## REQUIRED TASK
Arrange all of the material below as a two-column CSV with the header request,response. Give one row per request with its text and its answer, each in a single quoted field with line breaks replaced by spaces.

## EXTRACTED DATA

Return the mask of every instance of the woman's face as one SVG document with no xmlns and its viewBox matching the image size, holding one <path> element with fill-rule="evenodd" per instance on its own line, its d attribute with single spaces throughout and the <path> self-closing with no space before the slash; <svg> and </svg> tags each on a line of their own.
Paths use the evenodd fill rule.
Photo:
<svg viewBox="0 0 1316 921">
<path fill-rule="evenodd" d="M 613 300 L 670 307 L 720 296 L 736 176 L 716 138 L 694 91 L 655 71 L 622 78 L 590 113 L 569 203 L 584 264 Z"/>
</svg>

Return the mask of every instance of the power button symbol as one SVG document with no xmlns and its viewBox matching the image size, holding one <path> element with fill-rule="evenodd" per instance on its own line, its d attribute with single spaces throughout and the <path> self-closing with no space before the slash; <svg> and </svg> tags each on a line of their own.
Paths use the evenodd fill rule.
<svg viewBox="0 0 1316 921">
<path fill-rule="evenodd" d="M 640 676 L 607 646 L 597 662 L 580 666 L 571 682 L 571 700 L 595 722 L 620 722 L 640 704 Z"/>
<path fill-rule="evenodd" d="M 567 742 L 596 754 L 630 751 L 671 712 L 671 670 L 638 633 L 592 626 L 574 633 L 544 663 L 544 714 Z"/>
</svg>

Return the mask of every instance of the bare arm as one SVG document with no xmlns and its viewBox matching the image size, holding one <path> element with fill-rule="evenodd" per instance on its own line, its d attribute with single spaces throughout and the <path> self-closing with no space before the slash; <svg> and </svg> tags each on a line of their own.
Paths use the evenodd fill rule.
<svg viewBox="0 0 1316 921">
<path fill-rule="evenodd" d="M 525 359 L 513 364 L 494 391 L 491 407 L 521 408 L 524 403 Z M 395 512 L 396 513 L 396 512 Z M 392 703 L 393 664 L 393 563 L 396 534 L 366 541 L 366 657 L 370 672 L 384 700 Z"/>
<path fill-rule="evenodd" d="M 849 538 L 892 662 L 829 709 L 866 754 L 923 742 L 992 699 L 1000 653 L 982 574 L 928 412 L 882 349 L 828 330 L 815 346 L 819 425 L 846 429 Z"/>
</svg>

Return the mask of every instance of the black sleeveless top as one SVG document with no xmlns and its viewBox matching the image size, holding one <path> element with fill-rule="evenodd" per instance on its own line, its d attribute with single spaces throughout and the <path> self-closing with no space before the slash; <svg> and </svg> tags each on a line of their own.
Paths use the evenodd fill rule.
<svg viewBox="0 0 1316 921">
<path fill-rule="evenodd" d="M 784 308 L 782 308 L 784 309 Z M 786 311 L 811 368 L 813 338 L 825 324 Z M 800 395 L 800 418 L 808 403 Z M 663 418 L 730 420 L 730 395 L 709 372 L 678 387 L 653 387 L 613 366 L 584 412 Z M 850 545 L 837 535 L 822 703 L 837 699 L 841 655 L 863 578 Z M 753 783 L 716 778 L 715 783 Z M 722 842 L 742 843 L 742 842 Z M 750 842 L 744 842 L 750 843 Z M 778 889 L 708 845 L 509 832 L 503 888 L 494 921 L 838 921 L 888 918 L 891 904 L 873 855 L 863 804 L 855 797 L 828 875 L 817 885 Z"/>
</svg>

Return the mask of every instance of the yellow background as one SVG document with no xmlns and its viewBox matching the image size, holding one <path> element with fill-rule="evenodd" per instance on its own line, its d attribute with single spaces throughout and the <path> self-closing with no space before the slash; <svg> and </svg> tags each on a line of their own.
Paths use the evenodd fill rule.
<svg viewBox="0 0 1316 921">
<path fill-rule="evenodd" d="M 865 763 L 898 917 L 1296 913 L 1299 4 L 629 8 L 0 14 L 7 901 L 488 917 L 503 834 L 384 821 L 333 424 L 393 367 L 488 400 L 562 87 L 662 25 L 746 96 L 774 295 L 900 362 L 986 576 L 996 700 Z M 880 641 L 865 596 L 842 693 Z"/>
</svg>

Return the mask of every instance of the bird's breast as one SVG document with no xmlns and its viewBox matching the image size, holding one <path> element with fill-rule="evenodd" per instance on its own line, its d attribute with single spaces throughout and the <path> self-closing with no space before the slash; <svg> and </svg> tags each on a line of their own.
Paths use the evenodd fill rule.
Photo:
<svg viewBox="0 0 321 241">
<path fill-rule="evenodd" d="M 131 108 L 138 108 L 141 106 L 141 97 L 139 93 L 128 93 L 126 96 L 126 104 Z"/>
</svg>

## COMPLETE ANSWER
request,response
"Return the mask of every instance of the woman's face as one SVG document with no xmlns and its viewBox matching the image size, holding one <path> element with fill-rule=""evenodd"" per instance on its own line, its d attribute with single spaces throughout and the <path> self-closing with no space before the slash; <svg> and </svg> tags each on a line of their own. Paths use the evenodd fill rule. Photo:","<svg viewBox=""0 0 1316 921""> <path fill-rule=""evenodd"" d=""M 613 300 L 670 307 L 720 296 L 736 176 L 716 138 L 694 91 L 655 71 L 622 78 L 590 113 L 569 203 L 584 264 Z""/> </svg>"
"Return the mask of every instance of the power button symbol as one SVG document with no xmlns and its viewBox matching the image size, holding one <path> element with fill-rule=""evenodd"" per instance on its own line, its d attribute with single spaces throughout and the <path> self-closing with no space before the slash; <svg> and </svg> tags each on a line of their own. Paths use the evenodd fill rule.","<svg viewBox=""0 0 1316 921""> <path fill-rule=""evenodd"" d=""M 640 676 L 607 646 L 597 662 L 580 666 L 571 682 L 571 700 L 595 722 L 620 722 L 640 704 Z""/> <path fill-rule=""evenodd"" d=""M 567 742 L 596 754 L 630 751 L 671 712 L 671 670 L 638 633 L 592 626 L 574 633 L 544 663 L 544 714 Z""/> </svg>"
"Return the mask of every instance of the bare arm as one SVG document with no xmlns and its viewBox matching the image size, holding one <path> element with fill-rule=""evenodd"" per instance on its own line, its d attribute with single spaces throughout and the <path> self-closing with no space before the slash; <svg> and </svg> tags each on a line of their own. Paths use the evenodd fill rule.","<svg viewBox=""0 0 1316 921""> <path fill-rule=""evenodd"" d=""M 525 359 L 513 364 L 494 391 L 491 407 L 521 408 L 524 403 Z M 395 512 L 396 513 L 396 512 Z M 392 703 L 393 664 L 393 563 L 396 534 L 366 541 L 366 657 L 370 672 L 384 700 Z""/> <path fill-rule=""evenodd"" d=""M 849 538 L 892 662 L 829 709 L 866 754 L 923 742 L 992 699 L 1000 653 L 982 574 L 928 412 L 882 349 L 828 330 L 815 346 L 819 425 L 846 429 Z""/> </svg>"
"Return the mask of every instance of the black sleeveless top as one SVG document with no xmlns and its viewBox matching the image size, holding one <path> element with fill-rule=""evenodd"" per instance on its own line, its d attribute with single spaces throughout and the <path> self-closing with no space before the slash; <svg> and </svg> tags each on a line of their own. Paths use the evenodd fill rule.","<svg viewBox=""0 0 1316 921""> <path fill-rule=""evenodd"" d=""M 784 308 L 782 308 L 784 309 Z M 786 311 L 811 368 L 813 338 L 825 324 Z M 800 395 L 800 418 L 808 403 Z M 663 418 L 730 420 L 730 395 L 709 372 L 678 387 L 653 387 L 613 366 L 584 412 Z M 850 545 L 837 535 L 822 703 L 837 699 L 841 655 L 863 578 Z M 753 783 L 716 778 L 715 783 Z M 722 842 L 742 843 L 742 842 Z M 750 842 L 744 842 L 750 843 Z M 778 889 L 708 845 L 509 832 L 503 888 L 494 921 L 838 921 L 888 918 L 891 904 L 873 855 L 863 804 L 855 797 L 828 875 L 817 885 Z""/> </svg>"
"Return the mask of every instance of the yellow background as one SVG document with no xmlns and its viewBox matching the image size, holding one <path> element with fill-rule=""evenodd"" per instance on its own line, its d attribute with single spaces throughout and the <path> self-closing with no space before the slash; <svg> and </svg> tags each on a line of their own. Paths use the evenodd fill rule.","<svg viewBox=""0 0 1316 921""> <path fill-rule=""evenodd"" d=""M 865 763 L 898 917 L 1296 913 L 1299 4 L 629 8 L 0 14 L 7 901 L 488 917 L 503 834 L 384 821 L 333 424 L 393 367 L 488 400 L 562 87 L 662 25 L 746 96 L 774 295 L 900 362 L 986 576 L 996 700 Z M 880 641 L 865 596 L 842 693 Z""/> </svg>"
"Return the mask of every instance of the bird's breast as one SVG document with no xmlns and its viewBox matching the image size, holding one <path> element with fill-rule=""evenodd"" per instance on its own line, its d attribute with single spaces throughout and the <path> self-closing with no space before the slash; <svg> and </svg> tags each on a line of their own. Paths use the evenodd fill rule. Photo:","<svg viewBox=""0 0 321 241""> <path fill-rule=""evenodd"" d=""M 131 108 L 138 108 L 141 106 L 141 97 L 139 93 L 128 93 L 126 96 L 126 104 Z""/> </svg>"